__Задание__
Сколько домов было в деревне Большая Режа, согласно тексту о затоплении Мологи?

__Исходный текст__
Прошлое моей семьи связано с местами, где сейчас находится Рыбинское водохранилище. Меня тянуло поехать в эти места, найти людей, которые расскажут о затоплении. Было недостаточно статей из книг, нужны были живые свидетели — те, кто хранил рассказы своих родственников. Нужны были фотографии, документы, письма, доказательства. Трудно оставаться равнодушным и безучастным теперь, как нельзя изменить то, что произошло. Долгое время над темой Мологи висел запрет, люди боялись делиться информацией. Даже когда это стало возможно, многие продолжали молчать. Скоро не останется никого, кто способен хоть что-то рассказать о тех событиях.

© Дарья Назарова

Антонина Павловна Шеломова и Павел Николаевич Горячев

Антонина Павловна Шеломова, Павел Николаевич Горячев: Через деревню Большая Режа проходил Екатерининский тракт, дорога на Петербург. Всего в деревне было 152 дома. После нашей деревни находилась деревня Рыльбово, а следующим населенным пунктом был уже город Молога. Жители Рыльбово добывали железную руду, сами плавили железо, сами производили грабли, косули, топоры и другие инструменты для хозяйства. В конце 1936 года было объявлено о затоплении города Мологи и всех наших деревень. Между рекой Мологой и Волгой текло несколько мелких речек, реки Латка, Чагра. Весной луга заливало.

К нам прислали комиссию, заранее предупредили всех, стали оценивать дома. Помню, как к нам пришли, сказали, что дом отвечает всем требованиям и его можно разобрать и перевезти. И добавили: «Если дом вам не нужен, то вы можете его оставить и получить ссуду, поехать, куда хотите». Ссуды, правда, были небольшие.

Когда точно стало известно, что затапливают Мологу, и люди начали ходить по домам, были назначены уполномоченные по ликвидации по каждому сельсовету, у нас таким человеком был назначен Семов, имени не помню. Семов жил у нас в доме. Сколько было слез, сколько было горя, невозможно было покидать родные места, наверное, и уполномоченным было нелегко. Мама спросила как-то у Семова: «Что же ты, батюшка, всю ночь охаешь, не спишь, да все бога вспоминаешь во сне, а ведь ты партийный». Семов ничего не ответил маме.

__Исходные данные__
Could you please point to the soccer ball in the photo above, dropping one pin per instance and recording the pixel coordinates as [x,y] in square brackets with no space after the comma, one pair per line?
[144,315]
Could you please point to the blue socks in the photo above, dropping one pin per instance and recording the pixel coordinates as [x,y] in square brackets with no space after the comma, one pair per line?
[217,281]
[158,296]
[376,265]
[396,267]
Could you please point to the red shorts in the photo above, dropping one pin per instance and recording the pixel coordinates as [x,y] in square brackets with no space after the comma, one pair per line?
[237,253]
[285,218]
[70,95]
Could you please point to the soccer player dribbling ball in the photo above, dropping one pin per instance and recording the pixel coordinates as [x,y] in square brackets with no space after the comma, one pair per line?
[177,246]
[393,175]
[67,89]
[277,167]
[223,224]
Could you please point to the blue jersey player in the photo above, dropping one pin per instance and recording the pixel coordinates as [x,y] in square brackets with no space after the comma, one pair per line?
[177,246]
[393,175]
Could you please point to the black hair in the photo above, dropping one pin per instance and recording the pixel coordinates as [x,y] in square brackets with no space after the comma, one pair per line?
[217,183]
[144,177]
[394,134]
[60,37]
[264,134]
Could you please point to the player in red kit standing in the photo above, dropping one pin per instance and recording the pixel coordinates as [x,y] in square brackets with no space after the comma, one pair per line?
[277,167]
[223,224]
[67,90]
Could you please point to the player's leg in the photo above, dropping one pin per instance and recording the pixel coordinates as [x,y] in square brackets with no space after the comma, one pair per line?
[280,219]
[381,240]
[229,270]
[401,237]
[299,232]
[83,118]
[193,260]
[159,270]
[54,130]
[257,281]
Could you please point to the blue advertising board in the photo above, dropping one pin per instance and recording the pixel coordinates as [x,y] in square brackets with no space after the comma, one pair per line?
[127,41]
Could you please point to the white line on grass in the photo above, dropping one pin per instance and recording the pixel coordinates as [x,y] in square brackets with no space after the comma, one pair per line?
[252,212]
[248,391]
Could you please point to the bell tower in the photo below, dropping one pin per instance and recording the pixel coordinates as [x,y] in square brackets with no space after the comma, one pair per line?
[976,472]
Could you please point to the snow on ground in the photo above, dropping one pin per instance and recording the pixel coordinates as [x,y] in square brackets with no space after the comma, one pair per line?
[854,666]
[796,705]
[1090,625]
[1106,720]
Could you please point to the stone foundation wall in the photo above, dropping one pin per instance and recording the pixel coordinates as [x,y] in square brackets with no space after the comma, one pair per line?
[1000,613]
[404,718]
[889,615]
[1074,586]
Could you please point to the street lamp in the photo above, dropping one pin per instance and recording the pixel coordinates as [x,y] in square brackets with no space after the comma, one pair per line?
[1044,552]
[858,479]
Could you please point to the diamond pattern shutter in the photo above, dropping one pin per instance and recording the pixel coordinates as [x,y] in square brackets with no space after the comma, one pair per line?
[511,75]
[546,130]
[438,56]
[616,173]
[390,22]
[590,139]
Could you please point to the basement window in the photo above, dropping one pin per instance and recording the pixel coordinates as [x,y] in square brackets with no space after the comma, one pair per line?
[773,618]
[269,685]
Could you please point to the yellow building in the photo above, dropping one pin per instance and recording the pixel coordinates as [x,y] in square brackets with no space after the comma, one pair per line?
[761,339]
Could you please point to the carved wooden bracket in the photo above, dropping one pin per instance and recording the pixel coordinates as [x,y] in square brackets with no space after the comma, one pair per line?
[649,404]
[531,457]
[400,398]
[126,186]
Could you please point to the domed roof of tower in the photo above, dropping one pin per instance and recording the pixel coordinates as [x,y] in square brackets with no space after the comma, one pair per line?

__Ответ на задание__
В деревне было 152 дома.